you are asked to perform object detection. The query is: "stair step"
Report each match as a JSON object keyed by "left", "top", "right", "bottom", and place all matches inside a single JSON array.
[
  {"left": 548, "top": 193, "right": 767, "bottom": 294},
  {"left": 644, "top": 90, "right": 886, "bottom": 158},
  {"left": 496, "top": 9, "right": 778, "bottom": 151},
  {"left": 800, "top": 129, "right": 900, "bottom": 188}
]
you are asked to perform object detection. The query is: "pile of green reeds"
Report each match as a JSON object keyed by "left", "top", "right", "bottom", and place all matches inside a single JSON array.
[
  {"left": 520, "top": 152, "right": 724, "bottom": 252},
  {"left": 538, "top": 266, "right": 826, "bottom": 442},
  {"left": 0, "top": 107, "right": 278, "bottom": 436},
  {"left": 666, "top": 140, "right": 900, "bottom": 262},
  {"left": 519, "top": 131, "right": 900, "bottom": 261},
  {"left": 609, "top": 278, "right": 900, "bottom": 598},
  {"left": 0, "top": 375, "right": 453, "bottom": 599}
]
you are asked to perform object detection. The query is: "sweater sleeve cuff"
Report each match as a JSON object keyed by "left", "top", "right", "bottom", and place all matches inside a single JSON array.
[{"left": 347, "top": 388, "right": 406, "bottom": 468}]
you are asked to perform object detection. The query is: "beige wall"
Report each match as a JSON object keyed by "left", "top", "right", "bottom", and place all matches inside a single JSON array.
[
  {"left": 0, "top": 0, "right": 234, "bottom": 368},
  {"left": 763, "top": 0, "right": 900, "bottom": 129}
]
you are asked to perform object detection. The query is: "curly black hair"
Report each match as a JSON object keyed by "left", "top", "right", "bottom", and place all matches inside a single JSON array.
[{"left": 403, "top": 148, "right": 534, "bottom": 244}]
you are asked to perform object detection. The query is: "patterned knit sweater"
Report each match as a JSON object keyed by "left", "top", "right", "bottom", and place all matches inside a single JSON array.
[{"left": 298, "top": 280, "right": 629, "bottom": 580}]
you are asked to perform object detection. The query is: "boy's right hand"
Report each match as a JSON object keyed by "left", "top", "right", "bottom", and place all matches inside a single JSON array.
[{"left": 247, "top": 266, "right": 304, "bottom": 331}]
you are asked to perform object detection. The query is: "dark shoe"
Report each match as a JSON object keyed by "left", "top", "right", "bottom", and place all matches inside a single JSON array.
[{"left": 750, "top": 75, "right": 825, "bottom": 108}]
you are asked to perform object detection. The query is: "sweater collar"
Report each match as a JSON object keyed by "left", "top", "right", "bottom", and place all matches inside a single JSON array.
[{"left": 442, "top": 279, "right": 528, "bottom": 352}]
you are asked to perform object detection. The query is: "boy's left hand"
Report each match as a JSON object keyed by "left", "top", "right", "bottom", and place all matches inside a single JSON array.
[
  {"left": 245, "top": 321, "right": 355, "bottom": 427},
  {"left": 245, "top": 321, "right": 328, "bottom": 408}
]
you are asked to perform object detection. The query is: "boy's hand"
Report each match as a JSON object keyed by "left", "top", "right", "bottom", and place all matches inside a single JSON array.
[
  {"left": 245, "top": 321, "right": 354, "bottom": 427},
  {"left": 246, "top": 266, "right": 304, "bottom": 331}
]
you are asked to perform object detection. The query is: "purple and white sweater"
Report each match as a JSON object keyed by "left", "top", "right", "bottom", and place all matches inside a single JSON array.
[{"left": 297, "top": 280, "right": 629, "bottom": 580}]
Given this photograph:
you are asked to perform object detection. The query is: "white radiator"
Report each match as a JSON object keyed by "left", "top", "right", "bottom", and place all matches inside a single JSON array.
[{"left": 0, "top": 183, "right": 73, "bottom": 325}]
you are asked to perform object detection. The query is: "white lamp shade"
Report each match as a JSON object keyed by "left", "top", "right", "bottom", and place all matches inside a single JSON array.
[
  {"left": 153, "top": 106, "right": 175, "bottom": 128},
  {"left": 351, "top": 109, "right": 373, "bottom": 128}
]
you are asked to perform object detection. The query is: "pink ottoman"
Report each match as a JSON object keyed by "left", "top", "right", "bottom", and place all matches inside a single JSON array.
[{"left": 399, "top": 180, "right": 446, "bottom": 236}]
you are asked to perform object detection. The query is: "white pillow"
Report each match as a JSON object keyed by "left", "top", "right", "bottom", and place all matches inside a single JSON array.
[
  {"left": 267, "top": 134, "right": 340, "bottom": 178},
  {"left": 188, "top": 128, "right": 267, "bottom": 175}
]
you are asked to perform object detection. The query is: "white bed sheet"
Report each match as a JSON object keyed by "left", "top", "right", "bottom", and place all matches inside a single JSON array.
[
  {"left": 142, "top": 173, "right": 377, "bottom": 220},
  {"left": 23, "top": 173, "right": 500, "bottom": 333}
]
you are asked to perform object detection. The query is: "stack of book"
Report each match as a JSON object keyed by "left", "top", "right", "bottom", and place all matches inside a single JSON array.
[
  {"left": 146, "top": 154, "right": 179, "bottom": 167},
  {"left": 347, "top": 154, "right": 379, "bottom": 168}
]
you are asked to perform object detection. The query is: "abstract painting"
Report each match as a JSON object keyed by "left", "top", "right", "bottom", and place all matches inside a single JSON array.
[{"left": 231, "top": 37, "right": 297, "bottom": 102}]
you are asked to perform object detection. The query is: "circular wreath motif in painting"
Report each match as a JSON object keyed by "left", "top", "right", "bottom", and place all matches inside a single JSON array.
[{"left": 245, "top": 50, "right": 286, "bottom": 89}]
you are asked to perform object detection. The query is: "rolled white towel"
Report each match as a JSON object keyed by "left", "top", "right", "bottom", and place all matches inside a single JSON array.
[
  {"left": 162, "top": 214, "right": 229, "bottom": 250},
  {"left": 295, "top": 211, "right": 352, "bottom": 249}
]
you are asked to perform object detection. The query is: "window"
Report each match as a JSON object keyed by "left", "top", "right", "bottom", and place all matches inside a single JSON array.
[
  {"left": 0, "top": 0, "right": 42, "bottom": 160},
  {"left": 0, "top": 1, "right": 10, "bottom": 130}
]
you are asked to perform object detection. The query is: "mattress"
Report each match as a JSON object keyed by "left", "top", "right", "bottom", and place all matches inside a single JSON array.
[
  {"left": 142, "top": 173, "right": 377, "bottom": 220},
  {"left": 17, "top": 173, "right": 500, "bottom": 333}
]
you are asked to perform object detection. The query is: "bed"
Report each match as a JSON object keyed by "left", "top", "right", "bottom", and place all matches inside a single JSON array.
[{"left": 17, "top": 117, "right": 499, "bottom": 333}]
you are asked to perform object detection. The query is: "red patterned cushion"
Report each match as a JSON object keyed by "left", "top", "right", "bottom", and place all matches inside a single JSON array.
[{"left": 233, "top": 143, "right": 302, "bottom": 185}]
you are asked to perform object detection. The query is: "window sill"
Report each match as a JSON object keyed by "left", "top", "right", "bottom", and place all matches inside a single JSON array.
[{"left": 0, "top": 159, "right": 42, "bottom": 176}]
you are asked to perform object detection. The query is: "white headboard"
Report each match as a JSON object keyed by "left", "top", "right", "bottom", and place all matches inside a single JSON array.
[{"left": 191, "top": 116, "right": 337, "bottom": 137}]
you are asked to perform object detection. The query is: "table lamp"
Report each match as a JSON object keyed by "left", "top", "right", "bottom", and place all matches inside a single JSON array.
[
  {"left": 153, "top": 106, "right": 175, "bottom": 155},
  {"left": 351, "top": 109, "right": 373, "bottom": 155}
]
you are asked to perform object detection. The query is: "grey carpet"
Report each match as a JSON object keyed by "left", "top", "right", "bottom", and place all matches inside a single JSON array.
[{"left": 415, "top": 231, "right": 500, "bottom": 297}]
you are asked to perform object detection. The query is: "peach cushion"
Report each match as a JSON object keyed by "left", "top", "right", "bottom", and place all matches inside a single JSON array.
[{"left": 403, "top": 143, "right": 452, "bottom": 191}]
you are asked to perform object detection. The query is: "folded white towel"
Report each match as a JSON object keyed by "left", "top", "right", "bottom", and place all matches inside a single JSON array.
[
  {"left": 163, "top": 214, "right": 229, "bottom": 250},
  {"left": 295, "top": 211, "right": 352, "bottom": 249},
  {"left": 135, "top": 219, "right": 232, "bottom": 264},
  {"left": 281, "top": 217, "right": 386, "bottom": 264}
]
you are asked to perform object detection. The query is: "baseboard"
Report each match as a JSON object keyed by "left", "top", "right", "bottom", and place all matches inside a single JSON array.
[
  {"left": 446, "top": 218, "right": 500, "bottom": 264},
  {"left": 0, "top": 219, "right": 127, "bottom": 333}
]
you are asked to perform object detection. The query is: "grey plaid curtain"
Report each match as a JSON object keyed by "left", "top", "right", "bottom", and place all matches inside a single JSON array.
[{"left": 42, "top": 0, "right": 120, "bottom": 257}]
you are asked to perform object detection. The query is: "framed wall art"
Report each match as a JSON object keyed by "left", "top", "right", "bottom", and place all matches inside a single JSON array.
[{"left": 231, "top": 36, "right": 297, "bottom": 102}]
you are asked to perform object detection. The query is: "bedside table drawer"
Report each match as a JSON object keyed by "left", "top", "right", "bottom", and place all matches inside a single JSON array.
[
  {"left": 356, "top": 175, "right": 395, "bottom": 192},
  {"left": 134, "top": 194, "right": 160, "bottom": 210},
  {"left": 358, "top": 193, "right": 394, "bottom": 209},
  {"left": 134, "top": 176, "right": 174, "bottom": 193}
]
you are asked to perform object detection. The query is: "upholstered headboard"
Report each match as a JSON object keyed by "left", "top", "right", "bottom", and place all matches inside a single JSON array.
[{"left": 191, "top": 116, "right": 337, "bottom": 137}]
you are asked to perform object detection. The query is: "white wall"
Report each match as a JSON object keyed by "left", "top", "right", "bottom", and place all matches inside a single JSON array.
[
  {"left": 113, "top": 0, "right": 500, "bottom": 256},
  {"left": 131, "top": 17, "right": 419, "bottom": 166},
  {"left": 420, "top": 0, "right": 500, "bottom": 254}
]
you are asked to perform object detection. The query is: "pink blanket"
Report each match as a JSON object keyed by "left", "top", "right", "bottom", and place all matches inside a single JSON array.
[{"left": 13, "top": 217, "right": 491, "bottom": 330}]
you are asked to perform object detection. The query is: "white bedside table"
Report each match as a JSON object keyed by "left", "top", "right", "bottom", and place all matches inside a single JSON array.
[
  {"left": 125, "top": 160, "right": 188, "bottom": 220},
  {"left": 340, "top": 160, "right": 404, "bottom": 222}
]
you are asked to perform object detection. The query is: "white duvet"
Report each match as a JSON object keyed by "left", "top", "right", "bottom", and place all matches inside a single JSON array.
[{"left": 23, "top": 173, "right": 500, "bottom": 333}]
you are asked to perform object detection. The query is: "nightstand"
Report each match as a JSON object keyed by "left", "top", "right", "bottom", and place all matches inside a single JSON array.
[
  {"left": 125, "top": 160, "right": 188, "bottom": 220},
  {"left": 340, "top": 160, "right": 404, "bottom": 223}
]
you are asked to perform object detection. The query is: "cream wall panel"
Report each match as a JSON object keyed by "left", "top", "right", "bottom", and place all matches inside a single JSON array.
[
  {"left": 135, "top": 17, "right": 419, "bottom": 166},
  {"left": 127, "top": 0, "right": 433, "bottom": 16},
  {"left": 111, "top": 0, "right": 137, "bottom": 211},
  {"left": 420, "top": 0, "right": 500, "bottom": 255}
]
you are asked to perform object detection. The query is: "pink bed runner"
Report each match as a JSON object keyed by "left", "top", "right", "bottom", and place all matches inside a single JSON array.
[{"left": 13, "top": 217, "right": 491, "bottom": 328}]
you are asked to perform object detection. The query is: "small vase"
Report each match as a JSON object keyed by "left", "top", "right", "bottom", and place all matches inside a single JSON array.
□ □ □ □ □
## What is being asked
Count the lines in the records that contain the word "white", matching case exactly, and reply with only that number.

## Solution for this problem
11